*ENUNCIADO 1:*
No excerto sobre a poesia de Eduíno de Jesus, a que poeta fica associado o chamado «simbolismo insular»?
*ENUNCIADO 2:*
Devolva, do excerto sobre Eduíno de Jesus, tudo o que vai de "Apesar de uma" até "liberdade e o mito.".

*EXCERTO SELECIONADO:*
É óbvio que alguns dos seus poemas denotam algum (neo)romantismo, mas Eduíno de Jesus está longe de ser um poeta romântico. Esteve por dentro das vanguardas literárias e artísticas, é dado a experimentações linguísticas, mas não é autor de rupturas nem de transgressões. É certo que bebeu fundo da fonte do Simbolismo, havendo quem o considere um dos mais significativos poetas simbolistas da «geração de 50» do século transacto. E, no entanto, ele não é propriamente um simbolista «puro e duro», nem tão pouco enveredou por um «simbolismo insular», à maneira de Roberto de Mesquita.
Apesar de uma ou outra influência, o Surrealismo e o Concretismo passam de raspão na sua poesia, onde nem tão pouco se vislumbram ressonâncias da «Presença» ou do Neo-Realismo (a arte social versus arte pura passam-lhe de largo). Para mim Eduíno de Jesus é tão somente um imenso poeta. Isto é, um incansável trabalhador (artesão) da palavra. Um poeta lírico sui generis, profundamente humano, que observa o real e disseca a sua vida (a sua alma?) – como Vernet agarrado ao mastro do navio para estudar a tempestade... Na ilha (a real e a imaginária) guardado está o mistério. Também a memória, a liberdade e o mito.

*DADOS APRESENTADOS:*
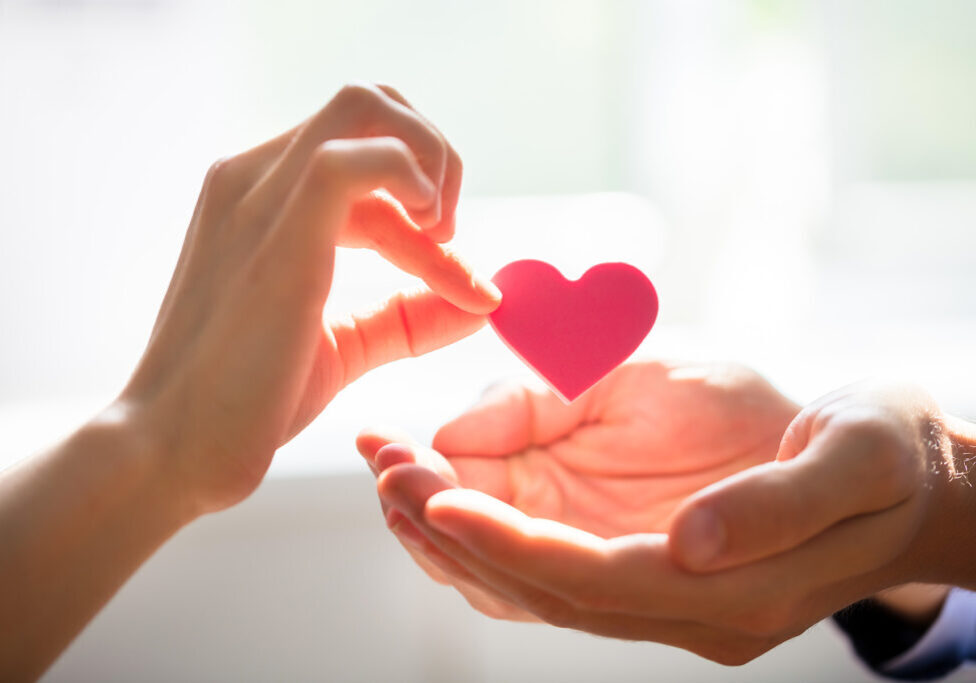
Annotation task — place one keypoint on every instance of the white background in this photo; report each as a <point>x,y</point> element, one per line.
<point>800,187</point>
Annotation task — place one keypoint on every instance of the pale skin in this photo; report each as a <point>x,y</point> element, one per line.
<point>594,516</point>
<point>239,359</point>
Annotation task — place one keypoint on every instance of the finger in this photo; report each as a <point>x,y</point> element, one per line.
<point>451,184</point>
<point>777,506</point>
<point>384,227</point>
<point>304,235</point>
<point>408,324</point>
<point>627,574</point>
<point>372,439</point>
<point>440,566</point>
<point>408,487</point>
<point>508,419</point>
<point>447,571</point>
<point>357,111</point>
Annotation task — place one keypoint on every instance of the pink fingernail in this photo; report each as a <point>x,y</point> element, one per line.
<point>393,454</point>
<point>701,537</point>
<point>409,534</point>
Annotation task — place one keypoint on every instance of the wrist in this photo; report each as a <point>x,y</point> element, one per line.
<point>136,461</point>
<point>948,553</point>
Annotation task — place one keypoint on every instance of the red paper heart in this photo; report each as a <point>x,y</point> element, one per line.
<point>572,333</point>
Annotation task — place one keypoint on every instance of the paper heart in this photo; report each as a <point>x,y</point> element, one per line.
<point>572,333</point>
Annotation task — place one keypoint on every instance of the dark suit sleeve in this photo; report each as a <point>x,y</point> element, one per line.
<point>898,649</point>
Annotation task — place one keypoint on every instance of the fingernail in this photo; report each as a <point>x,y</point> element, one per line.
<point>487,287</point>
<point>701,537</point>
<point>392,454</point>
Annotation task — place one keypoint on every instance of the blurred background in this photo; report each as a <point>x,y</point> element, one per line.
<point>797,177</point>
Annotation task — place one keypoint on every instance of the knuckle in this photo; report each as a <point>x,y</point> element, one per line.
<point>552,611</point>
<point>327,161</point>
<point>218,175</point>
<point>769,621</point>
<point>355,95</point>
<point>733,652</point>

*RESPOSTA COMPLETA 1:*
Roberto de Mesquita.

*RESPOSTA COMPLETA 2:*
Apesar de uma ou outra influência, o Surrealismo e o Concretismo passam de raspão na sua poesia, onde nem tão pouco se vislumbram ressonâncias da «Presença» ou do Neo-Realismo (a arte social versus arte pura passam-lhe de largo). Para mim Eduíno de Jesus é tão somente um imenso poeta. Isto é, um incansável trabalhador (artesão) da palavra. Um poeta lírico sui generis, profundamente humano, que observa o real e disseca a sua vida (a sua alma?) – como Vernet agarrado ao mastro do navio para estudar a tempestade... Na ilha (a real e a imaginária) guardado está o mistério. Também a memória, a liberdade e o mito.